[Written request]: Copy word for word the line containing "the bird's head" together with all lines following it to the end of the listing below, without the pictures.

>>>>

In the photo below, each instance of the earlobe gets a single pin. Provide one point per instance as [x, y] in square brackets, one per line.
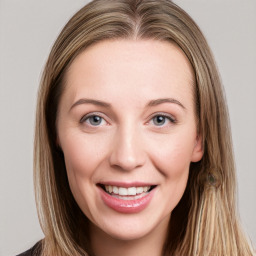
[198, 150]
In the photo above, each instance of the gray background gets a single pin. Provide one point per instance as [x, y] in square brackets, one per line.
[28, 28]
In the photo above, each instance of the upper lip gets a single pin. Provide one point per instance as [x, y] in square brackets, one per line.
[126, 184]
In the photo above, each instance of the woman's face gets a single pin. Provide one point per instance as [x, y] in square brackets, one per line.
[127, 128]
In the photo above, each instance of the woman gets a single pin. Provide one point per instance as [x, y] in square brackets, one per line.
[133, 151]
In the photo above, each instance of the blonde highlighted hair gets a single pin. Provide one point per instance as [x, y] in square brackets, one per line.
[205, 222]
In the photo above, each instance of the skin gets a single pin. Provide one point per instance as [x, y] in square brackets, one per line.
[128, 144]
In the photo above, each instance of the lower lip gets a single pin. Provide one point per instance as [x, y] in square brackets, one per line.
[127, 206]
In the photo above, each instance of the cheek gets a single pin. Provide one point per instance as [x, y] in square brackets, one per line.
[82, 158]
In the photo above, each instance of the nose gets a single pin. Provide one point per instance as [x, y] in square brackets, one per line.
[127, 153]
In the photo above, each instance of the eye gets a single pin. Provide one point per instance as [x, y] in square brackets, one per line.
[162, 120]
[93, 120]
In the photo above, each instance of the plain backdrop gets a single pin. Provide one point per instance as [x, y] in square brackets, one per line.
[28, 29]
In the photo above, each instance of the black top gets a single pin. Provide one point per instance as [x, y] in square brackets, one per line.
[34, 251]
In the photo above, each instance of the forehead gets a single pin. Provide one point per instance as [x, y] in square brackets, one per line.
[125, 67]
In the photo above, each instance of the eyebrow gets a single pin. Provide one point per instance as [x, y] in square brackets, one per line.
[165, 100]
[91, 101]
[108, 105]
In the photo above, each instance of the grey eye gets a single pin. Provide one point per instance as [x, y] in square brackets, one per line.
[94, 120]
[159, 120]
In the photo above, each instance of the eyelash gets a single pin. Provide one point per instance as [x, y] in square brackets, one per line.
[88, 116]
[165, 116]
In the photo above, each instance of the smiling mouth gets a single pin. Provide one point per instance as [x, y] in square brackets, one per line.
[129, 193]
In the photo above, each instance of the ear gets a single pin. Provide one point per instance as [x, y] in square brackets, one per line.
[198, 150]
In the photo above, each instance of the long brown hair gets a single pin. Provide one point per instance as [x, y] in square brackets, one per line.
[205, 221]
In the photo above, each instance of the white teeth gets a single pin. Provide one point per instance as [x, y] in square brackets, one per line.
[139, 190]
[131, 191]
[123, 191]
[115, 190]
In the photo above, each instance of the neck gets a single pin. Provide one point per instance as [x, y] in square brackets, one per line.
[150, 244]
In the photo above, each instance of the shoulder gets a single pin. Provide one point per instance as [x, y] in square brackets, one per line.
[34, 251]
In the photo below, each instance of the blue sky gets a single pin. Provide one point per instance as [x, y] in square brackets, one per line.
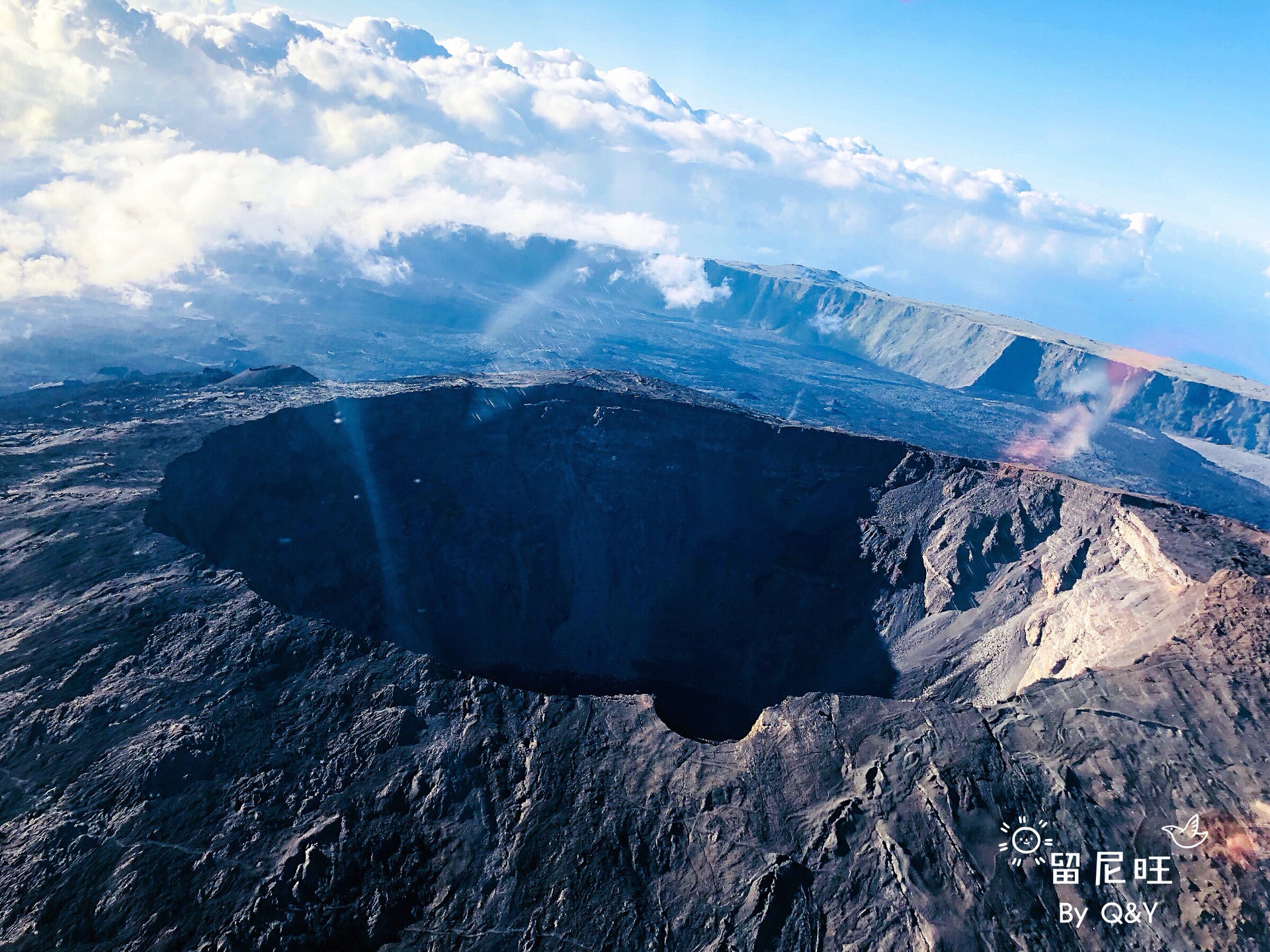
[1159, 107]
[1133, 206]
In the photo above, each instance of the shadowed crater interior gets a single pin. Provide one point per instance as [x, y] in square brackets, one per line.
[560, 539]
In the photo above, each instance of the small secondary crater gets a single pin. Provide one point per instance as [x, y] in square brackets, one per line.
[560, 539]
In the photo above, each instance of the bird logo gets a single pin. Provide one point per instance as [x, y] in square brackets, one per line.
[1187, 837]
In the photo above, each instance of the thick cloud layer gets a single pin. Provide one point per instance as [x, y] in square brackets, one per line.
[138, 145]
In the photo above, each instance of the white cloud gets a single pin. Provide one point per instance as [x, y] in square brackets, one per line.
[161, 139]
[683, 281]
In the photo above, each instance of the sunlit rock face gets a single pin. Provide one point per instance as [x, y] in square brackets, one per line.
[189, 764]
[562, 539]
[571, 539]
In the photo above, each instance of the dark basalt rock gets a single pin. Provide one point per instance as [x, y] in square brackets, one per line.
[529, 535]
[186, 763]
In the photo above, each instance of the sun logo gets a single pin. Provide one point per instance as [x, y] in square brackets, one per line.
[1025, 841]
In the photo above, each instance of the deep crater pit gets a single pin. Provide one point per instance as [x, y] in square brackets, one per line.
[560, 539]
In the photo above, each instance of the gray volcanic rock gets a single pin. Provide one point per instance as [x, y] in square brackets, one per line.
[272, 376]
[807, 346]
[186, 763]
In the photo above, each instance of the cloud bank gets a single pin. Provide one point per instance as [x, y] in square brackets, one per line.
[138, 145]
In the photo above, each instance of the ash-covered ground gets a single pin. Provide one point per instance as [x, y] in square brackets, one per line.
[577, 660]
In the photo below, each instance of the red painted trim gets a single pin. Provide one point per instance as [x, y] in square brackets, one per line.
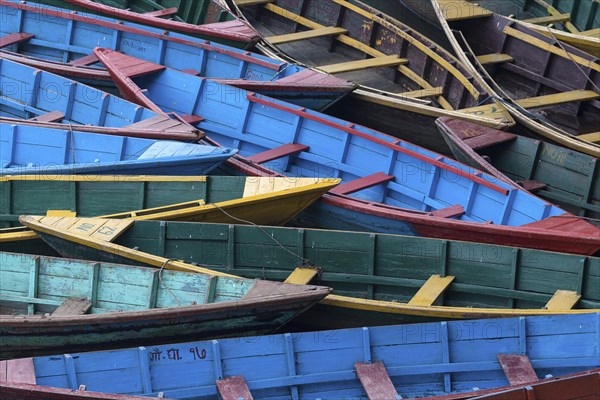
[251, 97]
[116, 26]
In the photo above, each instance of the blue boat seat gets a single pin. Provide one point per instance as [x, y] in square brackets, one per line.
[362, 183]
[234, 388]
[278, 152]
[85, 60]
[53, 116]
[13, 38]
[376, 381]
[517, 368]
[449, 212]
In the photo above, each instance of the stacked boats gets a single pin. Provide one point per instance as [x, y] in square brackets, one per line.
[149, 162]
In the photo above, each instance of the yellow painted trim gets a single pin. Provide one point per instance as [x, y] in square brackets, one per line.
[103, 178]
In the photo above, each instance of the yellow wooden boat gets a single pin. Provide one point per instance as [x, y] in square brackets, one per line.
[403, 75]
[548, 86]
[229, 199]
[400, 275]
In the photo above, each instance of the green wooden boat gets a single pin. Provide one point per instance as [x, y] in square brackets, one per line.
[207, 19]
[231, 199]
[94, 305]
[564, 177]
[378, 279]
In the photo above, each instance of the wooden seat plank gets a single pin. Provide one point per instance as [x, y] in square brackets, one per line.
[489, 139]
[73, 306]
[278, 152]
[19, 370]
[85, 60]
[302, 275]
[375, 381]
[362, 183]
[433, 288]
[306, 35]
[558, 98]
[166, 12]
[494, 58]
[13, 38]
[234, 388]
[429, 92]
[591, 137]
[53, 116]
[448, 212]
[563, 300]
[247, 3]
[517, 368]
[375, 62]
[549, 19]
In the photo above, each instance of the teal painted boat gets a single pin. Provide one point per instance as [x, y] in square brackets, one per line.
[94, 305]
[377, 279]
[565, 177]
[207, 19]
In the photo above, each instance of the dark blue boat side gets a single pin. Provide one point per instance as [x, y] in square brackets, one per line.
[58, 41]
[421, 360]
[34, 150]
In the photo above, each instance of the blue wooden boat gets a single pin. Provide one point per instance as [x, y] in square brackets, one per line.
[28, 149]
[56, 305]
[33, 97]
[58, 41]
[388, 185]
[412, 361]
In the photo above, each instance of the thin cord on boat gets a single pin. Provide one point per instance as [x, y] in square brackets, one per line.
[573, 60]
[305, 261]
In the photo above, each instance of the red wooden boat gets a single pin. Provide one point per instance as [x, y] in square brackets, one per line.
[559, 231]
[235, 32]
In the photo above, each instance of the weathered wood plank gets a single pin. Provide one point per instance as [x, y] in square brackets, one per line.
[73, 306]
[517, 368]
[433, 288]
[563, 300]
[306, 35]
[375, 62]
[376, 381]
[302, 275]
[234, 388]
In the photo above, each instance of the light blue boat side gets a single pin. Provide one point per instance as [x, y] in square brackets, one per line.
[63, 42]
[34, 150]
[421, 360]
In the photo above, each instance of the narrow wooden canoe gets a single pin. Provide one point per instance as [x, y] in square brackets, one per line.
[403, 75]
[447, 359]
[565, 177]
[42, 97]
[218, 24]
[101, 306]
[582, 387]
[377, 279]
[28, 149]
[74, 58]
[258, 200]
[550, 87]
[388, 186]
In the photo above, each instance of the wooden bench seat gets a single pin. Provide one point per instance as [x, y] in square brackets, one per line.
[517, 368]
[278, 152]
[375, 62]
[494, 58]
[306, 35]
[234, 388]
[13, 38]
[558, 98]
[362, 183]
[375, 381]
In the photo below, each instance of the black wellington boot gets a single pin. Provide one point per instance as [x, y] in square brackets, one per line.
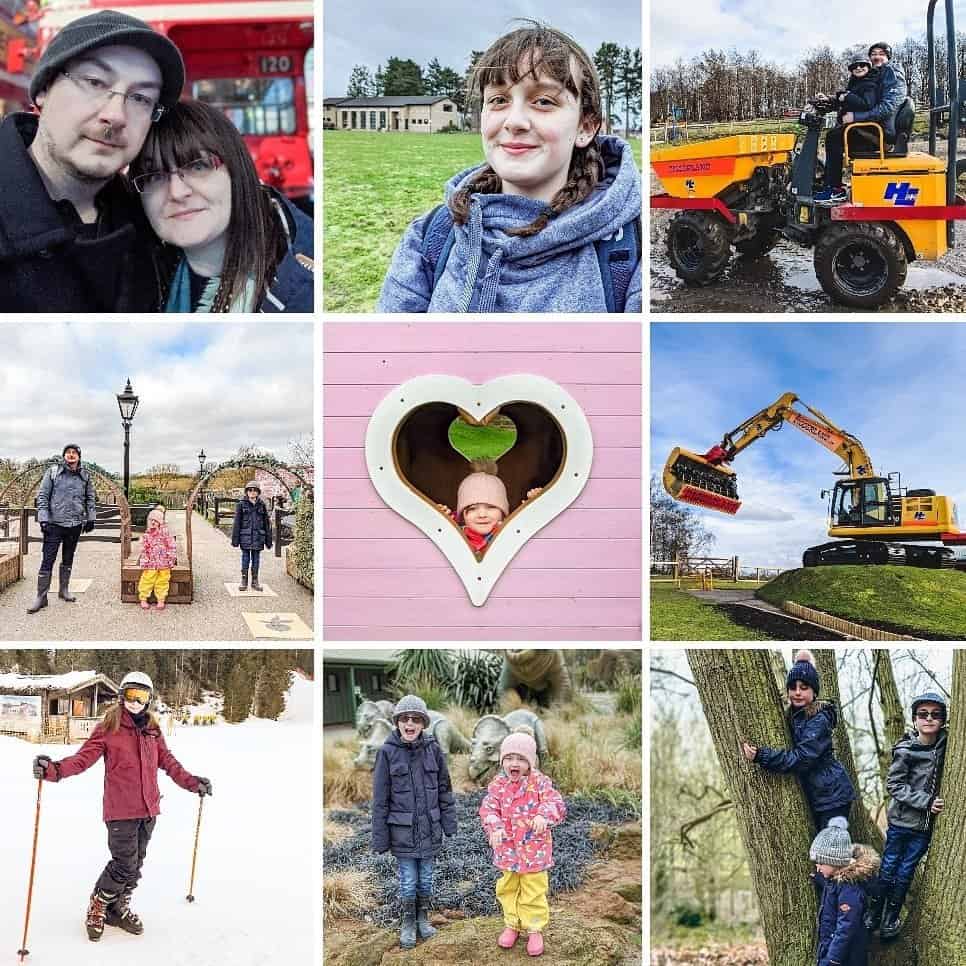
[891, 927]
[63, 592]
[407, 930]
[43, 585]
[96, 912]
[423, 927]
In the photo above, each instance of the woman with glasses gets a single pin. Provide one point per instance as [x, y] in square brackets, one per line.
[129, 740]
[228, 242]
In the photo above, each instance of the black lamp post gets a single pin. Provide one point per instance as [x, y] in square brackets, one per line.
[127, 402]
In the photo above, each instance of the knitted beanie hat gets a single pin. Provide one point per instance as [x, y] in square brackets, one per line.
[481, 488]
[804, 670]
[101, 29]
[833, 844]
[522, 744]
[411, 704]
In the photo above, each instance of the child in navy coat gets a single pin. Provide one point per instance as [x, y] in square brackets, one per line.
[843, 875]
[826, 783]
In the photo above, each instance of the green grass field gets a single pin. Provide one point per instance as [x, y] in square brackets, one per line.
[928, 603]
[677, 616]
[375, 185]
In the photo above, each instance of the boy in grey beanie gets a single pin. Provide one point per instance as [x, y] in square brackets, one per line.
[843, 874]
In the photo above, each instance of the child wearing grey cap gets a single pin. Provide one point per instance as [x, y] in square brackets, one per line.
[843, 874]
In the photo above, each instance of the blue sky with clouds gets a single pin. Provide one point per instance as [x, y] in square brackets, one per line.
[900, 387]
[783, 32]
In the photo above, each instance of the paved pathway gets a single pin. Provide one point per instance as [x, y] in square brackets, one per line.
[99, 614]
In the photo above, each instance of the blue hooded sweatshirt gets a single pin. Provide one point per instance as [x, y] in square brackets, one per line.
[555, 270]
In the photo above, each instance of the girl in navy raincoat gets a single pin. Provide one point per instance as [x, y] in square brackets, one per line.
[844, 873]
[412, 808]
[826, 783]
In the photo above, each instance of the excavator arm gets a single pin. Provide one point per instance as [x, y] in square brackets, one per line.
[706, 480]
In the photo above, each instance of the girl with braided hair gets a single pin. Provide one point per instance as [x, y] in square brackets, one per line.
[544, 224]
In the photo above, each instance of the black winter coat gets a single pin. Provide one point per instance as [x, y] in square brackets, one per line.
[252, 529]
[412, 798]
[812, 758]
[47, 262]
[842, 939]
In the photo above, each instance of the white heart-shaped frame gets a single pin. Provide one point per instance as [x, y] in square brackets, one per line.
[479, 576]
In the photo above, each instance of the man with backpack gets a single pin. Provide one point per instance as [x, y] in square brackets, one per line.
[65, 507]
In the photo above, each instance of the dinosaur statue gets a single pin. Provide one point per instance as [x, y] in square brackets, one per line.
[441, 728]
[538, 674]
[368, 712]
[490, 731]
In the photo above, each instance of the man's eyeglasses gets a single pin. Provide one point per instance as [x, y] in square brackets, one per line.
[192, 174]
[99, 91]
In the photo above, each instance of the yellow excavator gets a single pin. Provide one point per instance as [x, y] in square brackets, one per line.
[872, 515]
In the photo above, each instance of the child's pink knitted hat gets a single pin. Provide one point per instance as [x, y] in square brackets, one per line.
[522, 744]
[481, 488]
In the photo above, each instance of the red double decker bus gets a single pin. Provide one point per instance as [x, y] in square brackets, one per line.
[245, 57]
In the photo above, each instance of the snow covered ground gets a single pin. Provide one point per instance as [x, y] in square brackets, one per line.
[255, 883]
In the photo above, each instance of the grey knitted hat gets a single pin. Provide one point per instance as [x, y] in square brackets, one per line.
[411, 704]
[833, 844]
[110, 27]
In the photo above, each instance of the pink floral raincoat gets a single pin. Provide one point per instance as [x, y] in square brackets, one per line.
[511, 805]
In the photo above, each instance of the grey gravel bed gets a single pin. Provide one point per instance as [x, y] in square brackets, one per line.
[465, 875]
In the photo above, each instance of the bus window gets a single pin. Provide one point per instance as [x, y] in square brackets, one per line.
[255, 105]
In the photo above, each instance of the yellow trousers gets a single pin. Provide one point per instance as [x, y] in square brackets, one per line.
[523, 898]
[157, 580]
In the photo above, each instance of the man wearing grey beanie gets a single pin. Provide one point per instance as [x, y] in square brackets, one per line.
[844, 873]
[73, 237]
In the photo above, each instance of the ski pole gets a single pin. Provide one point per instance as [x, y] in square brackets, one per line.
[23, 951]
[194, 858]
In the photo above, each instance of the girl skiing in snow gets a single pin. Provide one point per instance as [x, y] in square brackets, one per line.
[826, 783]
[519, 809]
[412, 807]
[130, 741]
[551, 221]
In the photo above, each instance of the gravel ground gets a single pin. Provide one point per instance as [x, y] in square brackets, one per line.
[465, 875]
[99, 615]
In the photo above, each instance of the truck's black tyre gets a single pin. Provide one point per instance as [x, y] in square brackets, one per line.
[698, 246]
[861, 264]
[761, 243]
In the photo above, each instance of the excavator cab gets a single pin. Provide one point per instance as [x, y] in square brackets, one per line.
[862, 503]
[696, 479]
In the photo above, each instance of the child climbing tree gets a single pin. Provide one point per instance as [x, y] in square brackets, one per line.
[742, 701]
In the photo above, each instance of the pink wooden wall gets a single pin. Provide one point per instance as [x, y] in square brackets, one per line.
[578, 579]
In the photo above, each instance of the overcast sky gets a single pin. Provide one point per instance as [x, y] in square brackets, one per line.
[898, 387]
[783, 32]
[216, 387]
[423, 29]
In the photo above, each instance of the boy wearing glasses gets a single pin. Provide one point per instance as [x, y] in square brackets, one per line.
[913, 782]
[72, 234]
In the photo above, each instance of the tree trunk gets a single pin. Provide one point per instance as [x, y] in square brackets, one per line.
[942, 909]
[741, 702]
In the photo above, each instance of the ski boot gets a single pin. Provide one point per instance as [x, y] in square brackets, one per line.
[423, 927]
[96, 913]
[120, 914]
[407, 930]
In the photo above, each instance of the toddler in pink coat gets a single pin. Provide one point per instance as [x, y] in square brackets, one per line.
[519, 809]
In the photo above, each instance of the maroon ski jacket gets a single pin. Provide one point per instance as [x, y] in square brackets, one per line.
[131, 762]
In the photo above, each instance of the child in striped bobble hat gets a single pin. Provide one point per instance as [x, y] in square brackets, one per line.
[519, 809]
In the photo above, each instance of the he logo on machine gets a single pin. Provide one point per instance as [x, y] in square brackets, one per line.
[902, 192]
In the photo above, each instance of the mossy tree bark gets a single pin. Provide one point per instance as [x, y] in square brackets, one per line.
[741, 701]
[942, 908]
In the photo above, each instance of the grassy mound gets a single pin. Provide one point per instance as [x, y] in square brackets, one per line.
[906, 600]
[677, 616]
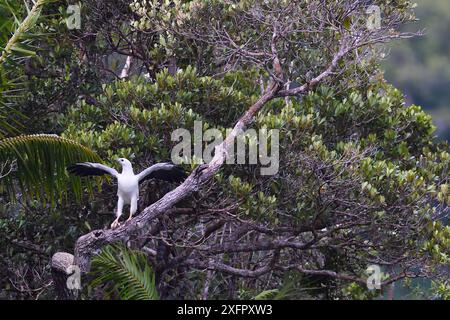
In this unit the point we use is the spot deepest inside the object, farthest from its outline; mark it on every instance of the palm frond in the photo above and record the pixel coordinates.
(14, 43)
(39, 166)
(124, 273)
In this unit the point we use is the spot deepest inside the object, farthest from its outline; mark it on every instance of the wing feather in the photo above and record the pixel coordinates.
(165, 171)
(84, 169)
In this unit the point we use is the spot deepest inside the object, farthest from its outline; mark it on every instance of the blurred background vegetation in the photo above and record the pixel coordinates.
(420, 66)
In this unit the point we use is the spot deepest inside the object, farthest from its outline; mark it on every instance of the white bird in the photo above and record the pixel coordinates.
(127, 181)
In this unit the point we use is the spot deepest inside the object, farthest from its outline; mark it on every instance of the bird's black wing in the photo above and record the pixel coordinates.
(91, 169)
(165, 171)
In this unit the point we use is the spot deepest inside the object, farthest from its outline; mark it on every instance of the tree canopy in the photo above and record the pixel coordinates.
(361, 180)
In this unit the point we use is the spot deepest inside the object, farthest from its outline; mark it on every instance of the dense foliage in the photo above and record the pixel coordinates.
(361, 179)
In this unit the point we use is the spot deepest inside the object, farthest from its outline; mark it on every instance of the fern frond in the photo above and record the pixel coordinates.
(124, 272)
(39, 166)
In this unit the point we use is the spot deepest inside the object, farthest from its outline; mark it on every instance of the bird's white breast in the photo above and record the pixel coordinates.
(128, 186)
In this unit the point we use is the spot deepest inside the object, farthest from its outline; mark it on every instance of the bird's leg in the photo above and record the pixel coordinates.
(133, 208)
(116, 223)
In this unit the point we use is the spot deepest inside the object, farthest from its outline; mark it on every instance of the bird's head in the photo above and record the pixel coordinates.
(124, 163)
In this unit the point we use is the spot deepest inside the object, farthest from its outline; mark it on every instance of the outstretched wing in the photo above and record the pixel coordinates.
(163, 171)
(91, 169)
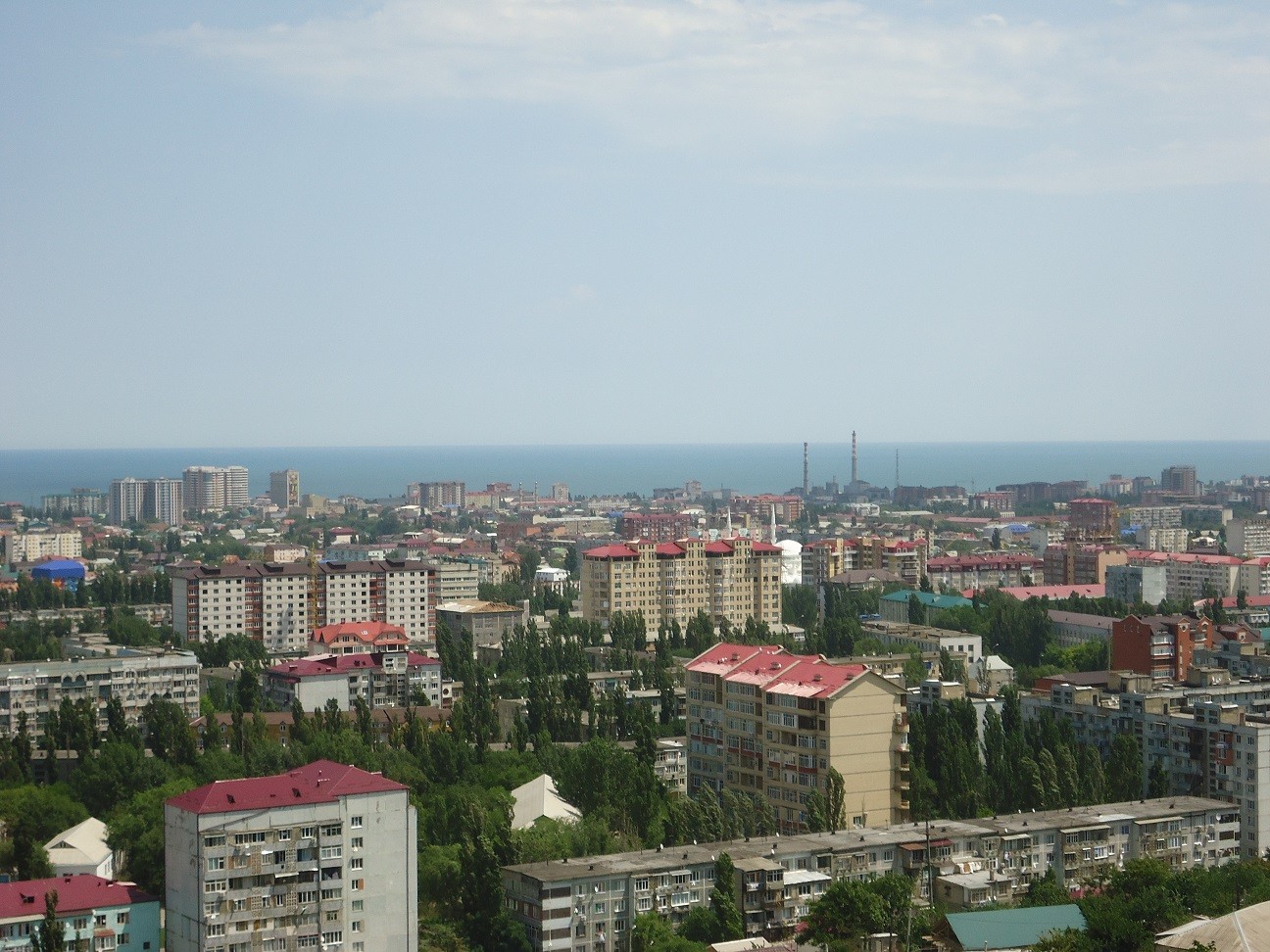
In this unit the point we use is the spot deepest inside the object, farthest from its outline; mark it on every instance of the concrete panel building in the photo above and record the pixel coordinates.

<<<<

[Solution for this task]:
In this unit the point we use is the spot deepest inside the object, farthest from its outline; mark it on every instance of the bird's head in the photo above and record the pixel coordinates.
(124, 163)
In this unit the point we use is the spot deepest inside the object, farthest from its outline; mark it on every instance of the outstretched wing in the photo above and record the pixel coordinates.
(163, 171)
(91, 169)
In this unit the point we use is the spot deepest inside the object, farthest from its outline; mark it on every instance of the concrete panel building in the photo above and record the pixel coordinates.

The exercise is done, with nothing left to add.